[A block of data]
=======
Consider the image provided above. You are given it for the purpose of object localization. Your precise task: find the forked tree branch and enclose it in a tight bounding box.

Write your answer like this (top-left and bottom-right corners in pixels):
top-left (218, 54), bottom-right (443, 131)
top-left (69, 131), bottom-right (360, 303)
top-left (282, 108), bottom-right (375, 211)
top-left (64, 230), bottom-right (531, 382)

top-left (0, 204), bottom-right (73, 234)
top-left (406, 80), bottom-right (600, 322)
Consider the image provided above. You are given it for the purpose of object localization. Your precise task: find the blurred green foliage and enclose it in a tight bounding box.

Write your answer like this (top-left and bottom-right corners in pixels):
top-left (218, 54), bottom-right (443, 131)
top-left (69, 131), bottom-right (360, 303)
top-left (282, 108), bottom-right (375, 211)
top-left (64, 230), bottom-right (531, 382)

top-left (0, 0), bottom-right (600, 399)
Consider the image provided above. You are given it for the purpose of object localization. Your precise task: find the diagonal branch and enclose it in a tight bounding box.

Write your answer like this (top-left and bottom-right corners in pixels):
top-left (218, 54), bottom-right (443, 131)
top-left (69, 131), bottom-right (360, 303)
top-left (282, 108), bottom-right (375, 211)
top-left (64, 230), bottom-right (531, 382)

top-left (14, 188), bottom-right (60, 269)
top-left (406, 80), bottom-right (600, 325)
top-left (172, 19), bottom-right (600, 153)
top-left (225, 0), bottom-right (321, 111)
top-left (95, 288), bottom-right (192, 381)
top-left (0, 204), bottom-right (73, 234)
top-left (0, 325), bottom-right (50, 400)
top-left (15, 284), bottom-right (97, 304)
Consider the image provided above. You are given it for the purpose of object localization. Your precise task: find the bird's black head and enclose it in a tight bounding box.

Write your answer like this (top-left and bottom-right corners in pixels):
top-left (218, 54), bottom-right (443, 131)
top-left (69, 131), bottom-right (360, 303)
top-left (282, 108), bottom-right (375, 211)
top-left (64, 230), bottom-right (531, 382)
=======
*What the task asks*.
Rewrite the records above with "object localization" substituted by "object detection" throughout, leaving everything else the same.

*Written reply*.
Consider the image provided above. You are given it for the purpose of object detection. Your precise task: find the forked tree branch and enclose it in a tight bounding box.

Write your answer like this (top-left and bottom-right corners in pixels):
top-left (218, 54), bottom-right (443, 131)
top-left (69, 131), bottom-right (360, 303)
top-left (282, 108), bottom-right (375, 211)
top-left (64, 230), bottom-right (531, 382)

top-left (0, 204), bottom-right (73, 234)
top-left (406, 80), bottom-right (600, 322)
Consider the image provided above. You are given it for the purpose of object detection. Your precise task: find the blurred green foliage and enclose it in a tight bounding box.

Write your answer like this (top-left and bottom-right corners in pixels):
top-left (218, 54), bottom-right (443, 131)
top-left (69, 131), bottom-right (360, 303)
top-left (282, 108), bottom-right (375, 211)
top-left (64, 230), bottom-right (531, 382)

top-left (0, 0), bottom-right (600, 399)
Consider the image provided above. You are given it for the purpose of object detection. Your precise task: find the diagonal branch and enclose it in a tight bounding box.

Write your answer like this (top-left and bottom-right corners in pixels):
top-left (218, 54), bottom-right (443, 131)
top-left (69, 131), bottom-right (360, 303)
top-left (282, 108), bottom-right (375, 211)
top-left (64, 230), bottom-right (531, 382)

top-left (14, 188), bottom-right (60, 269)
top-left (406, 80), bottom-right (600, 325)
top-left (172, 19), bottom-right (600, 153)
top-left (225, 0), bottom-right (321, 111)
top-left (95, 288), bottom-right (192, 381)
top-left (0, 204), bottom-right (73, 234)
top-left (0, 325), bottom-right (50, 400)
top-left (15, 284), bottom-right (97, 304)
Consider the image provided above. You are given it for the purpose of object detection. Your precise task: find the bird's black head and enclose it in a tight bounding box.

Write your answer like this (top-left and bottom-right corners in pixels):
top-left (218, 54), bottom-right (443, 131)
top-left (69, 131), bottom-right (360, 303)
top-left (282, 108), bottom-right (375, 211)
top-left (64, 230), bottom-right (531, 382)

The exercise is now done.